=== Input material ===

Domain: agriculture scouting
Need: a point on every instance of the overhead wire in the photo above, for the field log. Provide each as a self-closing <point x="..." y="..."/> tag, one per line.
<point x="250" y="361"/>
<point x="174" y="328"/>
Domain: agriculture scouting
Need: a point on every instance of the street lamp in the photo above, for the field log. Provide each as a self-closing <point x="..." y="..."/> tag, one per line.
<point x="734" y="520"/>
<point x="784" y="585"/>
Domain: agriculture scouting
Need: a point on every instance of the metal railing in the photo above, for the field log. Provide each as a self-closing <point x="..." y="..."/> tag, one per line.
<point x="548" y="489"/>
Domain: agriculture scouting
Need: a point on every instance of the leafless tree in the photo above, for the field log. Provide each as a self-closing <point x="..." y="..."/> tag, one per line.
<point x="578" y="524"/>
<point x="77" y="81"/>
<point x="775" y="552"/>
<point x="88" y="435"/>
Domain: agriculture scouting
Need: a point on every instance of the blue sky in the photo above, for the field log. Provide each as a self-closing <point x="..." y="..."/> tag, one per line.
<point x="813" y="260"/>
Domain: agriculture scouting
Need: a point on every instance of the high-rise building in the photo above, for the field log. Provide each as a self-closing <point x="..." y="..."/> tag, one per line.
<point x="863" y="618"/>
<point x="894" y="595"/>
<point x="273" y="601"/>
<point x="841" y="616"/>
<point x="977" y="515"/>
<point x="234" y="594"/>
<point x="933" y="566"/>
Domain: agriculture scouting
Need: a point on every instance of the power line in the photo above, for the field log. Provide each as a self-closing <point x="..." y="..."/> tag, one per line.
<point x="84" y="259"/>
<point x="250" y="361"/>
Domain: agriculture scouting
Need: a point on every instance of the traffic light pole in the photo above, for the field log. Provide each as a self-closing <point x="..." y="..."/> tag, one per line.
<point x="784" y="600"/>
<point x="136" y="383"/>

===
=== Input material ===

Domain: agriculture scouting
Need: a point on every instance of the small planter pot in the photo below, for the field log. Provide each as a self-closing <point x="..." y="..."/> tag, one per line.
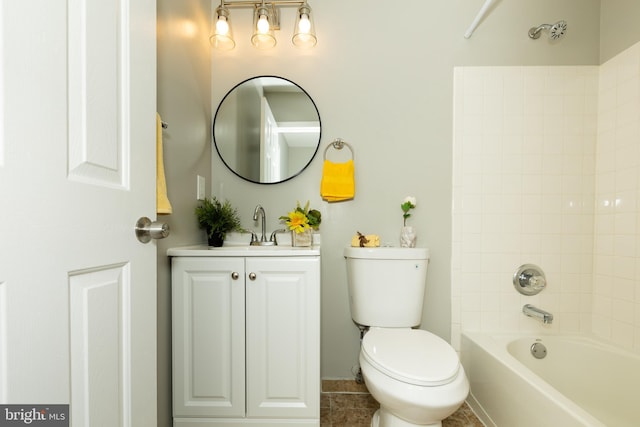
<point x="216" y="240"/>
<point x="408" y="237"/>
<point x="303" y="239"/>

===
=== Input material ===

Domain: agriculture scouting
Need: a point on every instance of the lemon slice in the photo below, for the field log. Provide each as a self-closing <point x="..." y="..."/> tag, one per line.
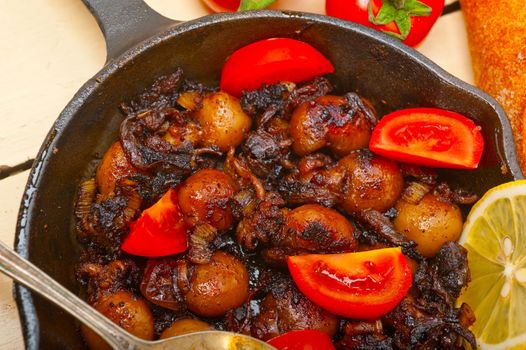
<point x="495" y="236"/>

===

§ Short problem:
List every line in the records above that contains the string "Need".

§ Result of this task:
Need: a point on every instance of the overhead wire in the photo above, for the field log. Provide each as a self-closing <point x="..." y="..."/> tag, one per line.
Need: a point on every instance of the street lamp in the photo above, for the field log. Provide each as a self-closing <point x="..." y="..."/> tag, one per line.
Need: a point on every instance of the metal railing in the photo above, for the field log. Provide each as a self-closing <point x="..." y="..."/> tag, one per line.
Need: a point on every instance of the leafless tree in the photo above, for the field log. Provide each as a self-closing <point x="..." y="..."/> tag, one per line.
Need: a point on every instance of the blue sky in the photo above, for the field log. Provide each as a self-closing <point x="..." y="..."/> tag, one per line.
Need: a point on every instance of the high-rise building in the photo above, for the field log. Provide each as a self-closing <point x="..." y="..."/> tag, one per line.
Need: a point on every instance of the power line in the photo above, for the field log. Provide each as a self-closing <point x="..." y="..."/> tag, one per line.
Need: a point on every instance of the traffic light pole in the photo above, for the field log. Provide each as a self-closing <point x="..." y="..."/> tag, one per line.
Need: a point on every instance of the small planter pot in the photo below, for the field log. Provide each as a self-closing <point x="..." y="..."/> tag, one per line.
Need: a point on every instance of the lemon slice in the photo below, for the field log. Provide each as a self-closing <point x="..." y="..."/> tag, one per line.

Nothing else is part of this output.